__Given data__
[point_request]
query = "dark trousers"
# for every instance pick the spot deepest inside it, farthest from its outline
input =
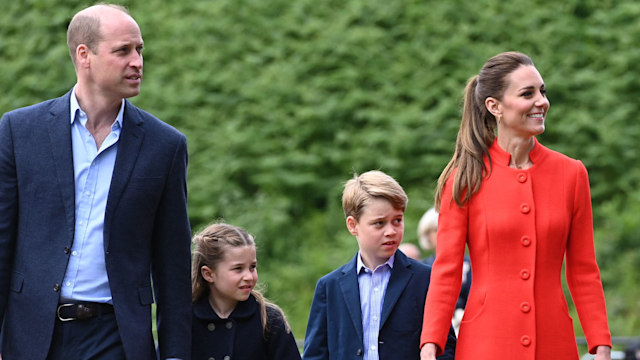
(93, 339)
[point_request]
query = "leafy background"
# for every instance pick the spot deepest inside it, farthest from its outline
(282, 101)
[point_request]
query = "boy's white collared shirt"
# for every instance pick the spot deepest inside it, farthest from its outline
(373, 286)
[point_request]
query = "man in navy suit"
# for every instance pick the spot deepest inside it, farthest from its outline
(93, 212)
(371, 308)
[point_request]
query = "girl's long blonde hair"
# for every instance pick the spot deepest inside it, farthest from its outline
(477, 128)
(210, 247)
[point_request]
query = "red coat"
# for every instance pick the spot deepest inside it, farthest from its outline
(519, 227)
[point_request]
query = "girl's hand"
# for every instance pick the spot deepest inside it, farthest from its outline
(602, 353)
(428, 352)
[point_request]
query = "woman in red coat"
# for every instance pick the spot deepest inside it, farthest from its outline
(521, 208)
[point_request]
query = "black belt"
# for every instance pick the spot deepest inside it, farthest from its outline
(82, 310)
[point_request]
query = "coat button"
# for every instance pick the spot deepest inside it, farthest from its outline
(522, 177)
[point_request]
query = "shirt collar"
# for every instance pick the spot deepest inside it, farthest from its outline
(360, 264)
(75, 107)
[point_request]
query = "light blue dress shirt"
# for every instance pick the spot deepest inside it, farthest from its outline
(86, 275)
(373, 286)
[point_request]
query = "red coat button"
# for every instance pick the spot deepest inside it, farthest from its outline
(522, 177)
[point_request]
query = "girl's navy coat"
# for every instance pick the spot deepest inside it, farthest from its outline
(240, 337)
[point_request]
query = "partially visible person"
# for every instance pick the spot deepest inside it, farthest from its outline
(94, 224)
(632, 352)
(231, 319)
(370, 307)
(522, 210)
(427, 235)
(411, 250)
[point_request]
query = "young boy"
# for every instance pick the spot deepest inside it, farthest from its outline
(371, 307)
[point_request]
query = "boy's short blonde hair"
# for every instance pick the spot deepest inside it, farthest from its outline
(374, 184)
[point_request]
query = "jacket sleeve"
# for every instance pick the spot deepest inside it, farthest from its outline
(8, 209)
(582, 272)
(171, 262)
(450, 347)
(316, 341)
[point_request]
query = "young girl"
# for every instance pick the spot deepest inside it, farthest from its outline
(232, 320)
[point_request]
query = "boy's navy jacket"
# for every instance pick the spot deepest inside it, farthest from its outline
(335, 327)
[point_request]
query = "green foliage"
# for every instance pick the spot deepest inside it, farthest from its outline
(283, 100)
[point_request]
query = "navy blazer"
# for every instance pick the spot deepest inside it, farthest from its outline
(334, 330)
(146, 230)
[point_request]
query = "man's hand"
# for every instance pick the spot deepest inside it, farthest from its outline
(602, 353)
(428, 352)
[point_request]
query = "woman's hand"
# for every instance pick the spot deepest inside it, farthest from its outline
(428, 352)
(602, 353)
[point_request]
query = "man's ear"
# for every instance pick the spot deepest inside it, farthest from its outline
(352, 225)
(82, 55)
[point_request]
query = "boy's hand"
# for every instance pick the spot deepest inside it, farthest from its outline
(428, 352)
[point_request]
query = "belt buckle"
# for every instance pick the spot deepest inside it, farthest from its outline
(58, 312)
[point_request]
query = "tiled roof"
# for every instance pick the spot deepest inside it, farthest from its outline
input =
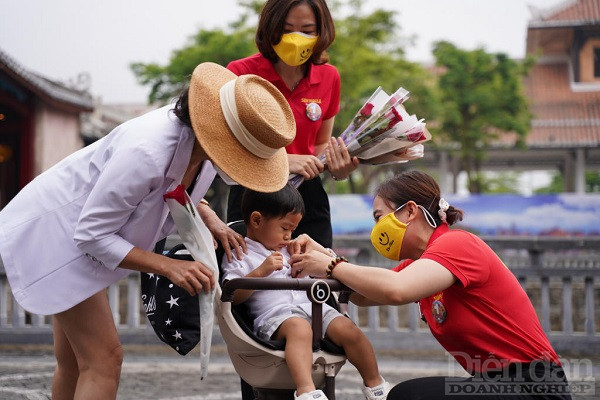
(561, 117)
(44, 87)
(568, 13)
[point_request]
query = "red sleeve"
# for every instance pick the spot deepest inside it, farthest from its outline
(334, 105)
(237, 67)
(463, 254)
(402, 265)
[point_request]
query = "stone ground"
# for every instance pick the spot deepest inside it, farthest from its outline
(157, 372)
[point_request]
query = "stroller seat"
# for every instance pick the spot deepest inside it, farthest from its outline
(261, 363)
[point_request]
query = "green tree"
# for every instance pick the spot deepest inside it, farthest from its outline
(482, 95)
(367, 52)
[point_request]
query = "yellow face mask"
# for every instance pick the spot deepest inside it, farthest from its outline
(295, 48)
(387, 235)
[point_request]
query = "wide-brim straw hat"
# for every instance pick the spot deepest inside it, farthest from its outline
(246, 141)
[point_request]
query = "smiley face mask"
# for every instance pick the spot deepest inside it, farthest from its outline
(295, 48)
(387, 235)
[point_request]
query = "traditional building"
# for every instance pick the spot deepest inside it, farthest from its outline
(564, 92)
(39, 124)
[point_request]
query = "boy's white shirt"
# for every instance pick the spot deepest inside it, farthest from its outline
(264, 304)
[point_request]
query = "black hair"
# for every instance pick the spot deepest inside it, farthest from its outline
(271, 26)
(182, 109)
(272, 205)
(420, 188)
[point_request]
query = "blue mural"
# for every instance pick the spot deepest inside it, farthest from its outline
(497, 215)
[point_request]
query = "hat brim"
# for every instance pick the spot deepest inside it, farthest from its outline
(219, 143)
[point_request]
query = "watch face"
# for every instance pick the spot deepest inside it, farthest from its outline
(438, 311)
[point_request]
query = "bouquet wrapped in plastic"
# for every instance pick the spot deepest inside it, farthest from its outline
(383, 132)
(199, 242)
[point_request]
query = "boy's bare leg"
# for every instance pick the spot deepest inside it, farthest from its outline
(359, 350)
(297, 333)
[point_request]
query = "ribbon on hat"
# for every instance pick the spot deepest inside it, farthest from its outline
(243, 135)
(443, 204)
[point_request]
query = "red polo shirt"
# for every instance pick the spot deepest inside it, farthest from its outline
(321, 86)
(485, 320)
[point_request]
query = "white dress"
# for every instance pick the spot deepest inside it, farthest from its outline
(63, 236)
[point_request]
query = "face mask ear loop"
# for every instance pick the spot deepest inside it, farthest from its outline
(428, 217)
(443, 204)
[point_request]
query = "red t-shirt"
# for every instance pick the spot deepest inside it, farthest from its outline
(485, 320)
(321, 86)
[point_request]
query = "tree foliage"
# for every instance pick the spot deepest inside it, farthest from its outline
(482, 95)
(368, 52)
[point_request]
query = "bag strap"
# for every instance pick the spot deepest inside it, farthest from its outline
(175, 249)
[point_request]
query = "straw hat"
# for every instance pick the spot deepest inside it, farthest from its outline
(243, 124)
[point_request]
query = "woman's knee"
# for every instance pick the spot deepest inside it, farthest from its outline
(106, 362)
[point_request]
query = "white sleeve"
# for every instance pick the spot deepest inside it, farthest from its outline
(236, 268)
(124, 181)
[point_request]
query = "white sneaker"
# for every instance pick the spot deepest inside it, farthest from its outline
(315, 394)
(378, 392)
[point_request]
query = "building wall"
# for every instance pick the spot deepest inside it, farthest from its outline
(57, 134)
(586, 61)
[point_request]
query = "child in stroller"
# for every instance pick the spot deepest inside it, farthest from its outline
(285, 315)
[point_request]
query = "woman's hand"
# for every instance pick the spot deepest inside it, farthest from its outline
(313, 263)
(303, 244)
(308, 166)
(271, 264)
(228, 237)
(193, 276)
(339, 162)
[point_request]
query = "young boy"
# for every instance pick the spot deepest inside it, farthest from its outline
(270, 220)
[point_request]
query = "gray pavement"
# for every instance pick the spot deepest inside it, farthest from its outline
(157, 372)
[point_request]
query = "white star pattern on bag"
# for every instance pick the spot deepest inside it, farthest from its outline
(173, 302)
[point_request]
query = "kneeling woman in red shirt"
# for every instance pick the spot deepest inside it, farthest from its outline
(473, 304)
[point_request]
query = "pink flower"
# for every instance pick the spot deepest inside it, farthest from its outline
(416, 136)
(367, 109)
(177, 194)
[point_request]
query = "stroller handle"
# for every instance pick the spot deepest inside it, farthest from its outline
(306, 284)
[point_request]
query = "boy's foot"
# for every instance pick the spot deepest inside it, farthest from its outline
(378, 392)
(315, 394)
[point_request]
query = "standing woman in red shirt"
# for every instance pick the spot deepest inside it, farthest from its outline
(292, 37)
(472, 303)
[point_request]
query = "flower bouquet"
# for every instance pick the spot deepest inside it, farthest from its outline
(382, 132)
(199, 242)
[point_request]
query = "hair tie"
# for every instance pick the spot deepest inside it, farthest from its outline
(443, 204)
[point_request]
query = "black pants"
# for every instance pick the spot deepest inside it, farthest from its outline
(536, 381)
(316, 221)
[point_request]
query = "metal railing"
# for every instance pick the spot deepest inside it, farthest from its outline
(560, 275)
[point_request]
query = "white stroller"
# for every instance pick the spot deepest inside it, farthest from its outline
(260, 363)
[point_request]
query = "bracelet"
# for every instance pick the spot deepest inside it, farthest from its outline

__What the exercise asks__
Count the lines above that contain the word "building" and reply with the number alone.

__Problem solution__
2